Segmentation dataset records:
● ● ● ●

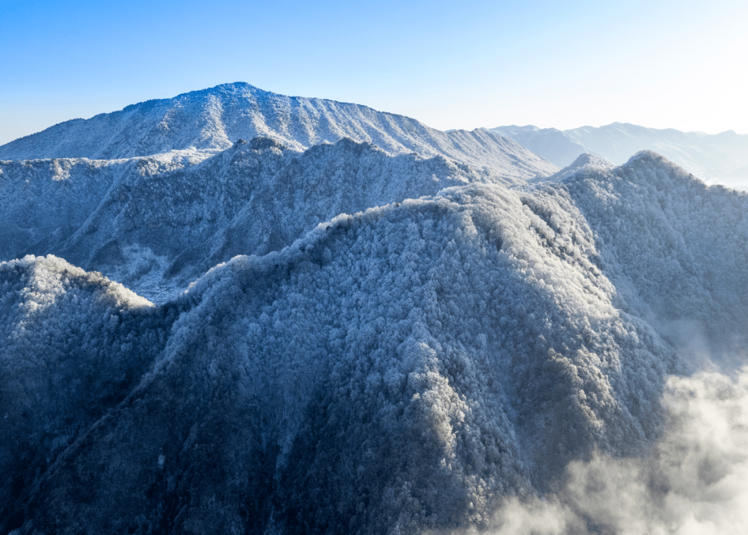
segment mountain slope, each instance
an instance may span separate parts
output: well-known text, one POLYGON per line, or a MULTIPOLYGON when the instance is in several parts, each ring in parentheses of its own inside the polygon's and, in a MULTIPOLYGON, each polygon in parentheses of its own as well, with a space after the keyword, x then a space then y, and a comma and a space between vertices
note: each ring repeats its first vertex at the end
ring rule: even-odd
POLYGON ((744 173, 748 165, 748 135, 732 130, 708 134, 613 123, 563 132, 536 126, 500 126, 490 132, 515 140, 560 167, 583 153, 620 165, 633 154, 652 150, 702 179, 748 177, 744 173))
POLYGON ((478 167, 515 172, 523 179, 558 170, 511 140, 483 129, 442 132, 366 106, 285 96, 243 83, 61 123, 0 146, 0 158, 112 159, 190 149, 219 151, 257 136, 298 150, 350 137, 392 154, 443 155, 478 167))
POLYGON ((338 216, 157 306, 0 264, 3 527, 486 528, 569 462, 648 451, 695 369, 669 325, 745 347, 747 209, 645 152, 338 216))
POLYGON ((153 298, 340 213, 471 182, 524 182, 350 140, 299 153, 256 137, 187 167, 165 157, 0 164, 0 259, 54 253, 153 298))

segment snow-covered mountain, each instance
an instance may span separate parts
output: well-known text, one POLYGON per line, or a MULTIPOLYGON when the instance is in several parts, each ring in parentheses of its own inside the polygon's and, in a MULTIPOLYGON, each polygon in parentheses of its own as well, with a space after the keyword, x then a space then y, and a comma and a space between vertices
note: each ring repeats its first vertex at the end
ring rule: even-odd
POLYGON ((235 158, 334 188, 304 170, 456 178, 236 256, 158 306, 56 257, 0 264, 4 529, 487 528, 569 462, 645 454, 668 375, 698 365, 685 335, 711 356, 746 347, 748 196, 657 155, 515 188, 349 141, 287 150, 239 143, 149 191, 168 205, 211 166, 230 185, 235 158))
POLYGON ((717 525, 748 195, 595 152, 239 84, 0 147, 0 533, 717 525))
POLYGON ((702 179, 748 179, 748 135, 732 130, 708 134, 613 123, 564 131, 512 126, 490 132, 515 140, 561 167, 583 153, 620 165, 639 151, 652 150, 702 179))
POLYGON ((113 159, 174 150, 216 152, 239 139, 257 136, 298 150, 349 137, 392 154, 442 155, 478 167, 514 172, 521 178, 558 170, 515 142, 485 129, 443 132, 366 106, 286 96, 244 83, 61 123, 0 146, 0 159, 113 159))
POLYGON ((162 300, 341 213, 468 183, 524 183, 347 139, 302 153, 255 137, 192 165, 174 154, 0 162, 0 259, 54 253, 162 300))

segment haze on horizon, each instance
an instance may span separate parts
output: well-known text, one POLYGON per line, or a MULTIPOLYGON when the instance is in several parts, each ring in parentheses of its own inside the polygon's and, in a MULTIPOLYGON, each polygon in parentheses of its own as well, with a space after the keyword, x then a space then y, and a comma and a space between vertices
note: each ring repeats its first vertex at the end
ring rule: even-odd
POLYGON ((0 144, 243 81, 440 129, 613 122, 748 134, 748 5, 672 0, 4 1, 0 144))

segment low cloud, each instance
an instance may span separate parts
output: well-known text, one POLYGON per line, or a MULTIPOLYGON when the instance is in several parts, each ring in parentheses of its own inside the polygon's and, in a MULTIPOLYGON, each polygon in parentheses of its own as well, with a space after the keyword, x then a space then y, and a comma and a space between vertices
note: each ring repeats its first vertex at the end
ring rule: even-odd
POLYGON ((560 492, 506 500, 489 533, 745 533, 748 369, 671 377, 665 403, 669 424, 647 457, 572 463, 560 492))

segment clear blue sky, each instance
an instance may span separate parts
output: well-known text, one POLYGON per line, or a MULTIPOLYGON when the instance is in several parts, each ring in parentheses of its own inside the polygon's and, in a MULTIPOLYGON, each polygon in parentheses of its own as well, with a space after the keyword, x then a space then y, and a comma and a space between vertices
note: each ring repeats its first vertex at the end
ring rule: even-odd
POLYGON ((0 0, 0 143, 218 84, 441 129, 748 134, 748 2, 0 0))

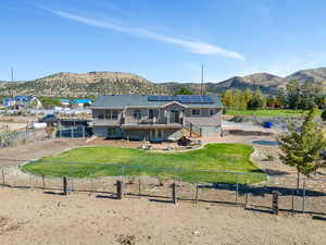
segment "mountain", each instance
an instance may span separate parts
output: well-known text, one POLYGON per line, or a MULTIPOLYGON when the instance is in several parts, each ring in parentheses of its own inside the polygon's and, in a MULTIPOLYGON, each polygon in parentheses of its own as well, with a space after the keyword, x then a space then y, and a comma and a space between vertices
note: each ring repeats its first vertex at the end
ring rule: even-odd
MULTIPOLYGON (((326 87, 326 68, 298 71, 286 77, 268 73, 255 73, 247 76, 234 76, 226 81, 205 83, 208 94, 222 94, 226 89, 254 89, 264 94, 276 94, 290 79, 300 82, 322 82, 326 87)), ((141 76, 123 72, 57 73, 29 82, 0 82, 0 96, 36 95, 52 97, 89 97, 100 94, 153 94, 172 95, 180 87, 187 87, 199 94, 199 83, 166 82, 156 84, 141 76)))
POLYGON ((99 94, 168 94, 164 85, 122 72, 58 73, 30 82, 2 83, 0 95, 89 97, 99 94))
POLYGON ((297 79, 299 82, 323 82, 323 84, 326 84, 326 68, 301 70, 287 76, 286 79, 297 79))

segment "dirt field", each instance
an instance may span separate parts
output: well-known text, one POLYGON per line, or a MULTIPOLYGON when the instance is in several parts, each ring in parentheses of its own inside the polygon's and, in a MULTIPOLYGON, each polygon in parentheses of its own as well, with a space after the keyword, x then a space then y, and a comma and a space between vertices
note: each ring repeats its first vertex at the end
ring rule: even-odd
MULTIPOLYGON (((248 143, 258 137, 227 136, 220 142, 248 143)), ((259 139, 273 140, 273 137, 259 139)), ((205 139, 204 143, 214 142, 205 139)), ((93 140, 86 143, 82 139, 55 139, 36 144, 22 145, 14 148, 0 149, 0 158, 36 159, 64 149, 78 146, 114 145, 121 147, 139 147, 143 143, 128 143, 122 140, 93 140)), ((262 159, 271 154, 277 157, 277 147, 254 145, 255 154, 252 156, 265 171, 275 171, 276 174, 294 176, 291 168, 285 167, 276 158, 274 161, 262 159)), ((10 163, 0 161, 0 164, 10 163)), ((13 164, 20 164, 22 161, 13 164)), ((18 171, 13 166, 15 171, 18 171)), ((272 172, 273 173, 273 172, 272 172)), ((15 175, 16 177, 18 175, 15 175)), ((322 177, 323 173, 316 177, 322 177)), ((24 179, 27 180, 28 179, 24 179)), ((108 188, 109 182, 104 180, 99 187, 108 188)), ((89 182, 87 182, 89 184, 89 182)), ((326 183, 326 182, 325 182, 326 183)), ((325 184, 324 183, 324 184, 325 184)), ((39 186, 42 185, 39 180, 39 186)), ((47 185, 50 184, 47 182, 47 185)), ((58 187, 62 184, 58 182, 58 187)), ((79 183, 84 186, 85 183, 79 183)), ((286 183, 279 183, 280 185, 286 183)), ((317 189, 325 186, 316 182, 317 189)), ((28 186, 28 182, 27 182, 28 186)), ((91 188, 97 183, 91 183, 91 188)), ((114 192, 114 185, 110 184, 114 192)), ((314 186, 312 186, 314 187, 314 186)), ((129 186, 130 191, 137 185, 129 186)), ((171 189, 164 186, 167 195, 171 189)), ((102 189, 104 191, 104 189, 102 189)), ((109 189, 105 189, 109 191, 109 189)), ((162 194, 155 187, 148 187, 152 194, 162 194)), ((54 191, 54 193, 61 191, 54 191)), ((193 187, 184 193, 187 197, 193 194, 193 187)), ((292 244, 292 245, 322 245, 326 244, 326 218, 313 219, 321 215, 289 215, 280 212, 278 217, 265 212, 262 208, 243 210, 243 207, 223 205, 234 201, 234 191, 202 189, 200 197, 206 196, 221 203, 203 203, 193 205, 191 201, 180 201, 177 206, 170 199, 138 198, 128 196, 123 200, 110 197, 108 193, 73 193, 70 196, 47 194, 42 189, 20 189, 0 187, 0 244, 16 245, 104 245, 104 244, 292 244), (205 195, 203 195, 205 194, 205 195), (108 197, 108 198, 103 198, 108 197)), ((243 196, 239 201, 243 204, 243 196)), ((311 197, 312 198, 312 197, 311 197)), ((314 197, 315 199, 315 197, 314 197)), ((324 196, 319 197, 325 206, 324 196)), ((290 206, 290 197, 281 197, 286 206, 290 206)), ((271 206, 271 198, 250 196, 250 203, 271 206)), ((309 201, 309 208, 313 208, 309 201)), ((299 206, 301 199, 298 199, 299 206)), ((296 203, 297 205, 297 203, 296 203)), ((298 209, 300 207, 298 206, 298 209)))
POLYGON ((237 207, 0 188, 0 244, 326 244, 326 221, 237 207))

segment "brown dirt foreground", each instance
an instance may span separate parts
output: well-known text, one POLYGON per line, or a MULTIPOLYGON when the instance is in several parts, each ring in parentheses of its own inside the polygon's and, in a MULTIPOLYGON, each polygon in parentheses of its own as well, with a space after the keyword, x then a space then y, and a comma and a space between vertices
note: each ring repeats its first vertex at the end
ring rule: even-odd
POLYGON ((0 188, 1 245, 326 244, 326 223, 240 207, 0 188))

● ● ● ●

Reproduce the records from their beginning through the line containing "POLYGON ((153 298, 340", including that line. Leave the pictures out of your answer.

RESULT OF THIS TASK:
segment mountain slope, each instance
an instance may span separate parts
output: well-known text, one POLYGON per line, or a MULTIPOLYGON when the instance is in several parts, each ring in parentheses of its own inside the polygon's and, in a MULTIPOLYGON, each polygon in parentheses of its own as well, with a space after the keyword, x then a space then y, and a comma and a space between vertices
note: each ring repeats its first vertex at the end
ring rule: even-odd
POLYGON ((744 173, 748 165, 748 135, 732 130, 708 134, 613 123, 563 132, 536 126, 500 126, 490 132, 515 140, 560 167, 583 153, 620 165, 633 154, 652 150, 702 179, 748 177, 744 173))
POLYGON ((478 167, 515 172, 523 179, 558 170, 511 140, 483 129, 442 132, 366 106, 285 96, 243 83, 61 123, 0 146, 0 158, 112 159, 190 149, 219 151, 257 136, 298 150, 350 137, 392 154, 443 155, 478 167))
POLYGON ((338 216, 157 306, 0 264, 3 527, 486 528, 569 462, 648 451, 695 369, 669 325, 745 347, 747 209, 645 152, 338 216))
POLYGON ((153 298, 340 213, 471 182, 524 182, 350 140, 299 153, 256 137, 187 167, 165 157, 0 164, 0 259, 54 253, 153 298))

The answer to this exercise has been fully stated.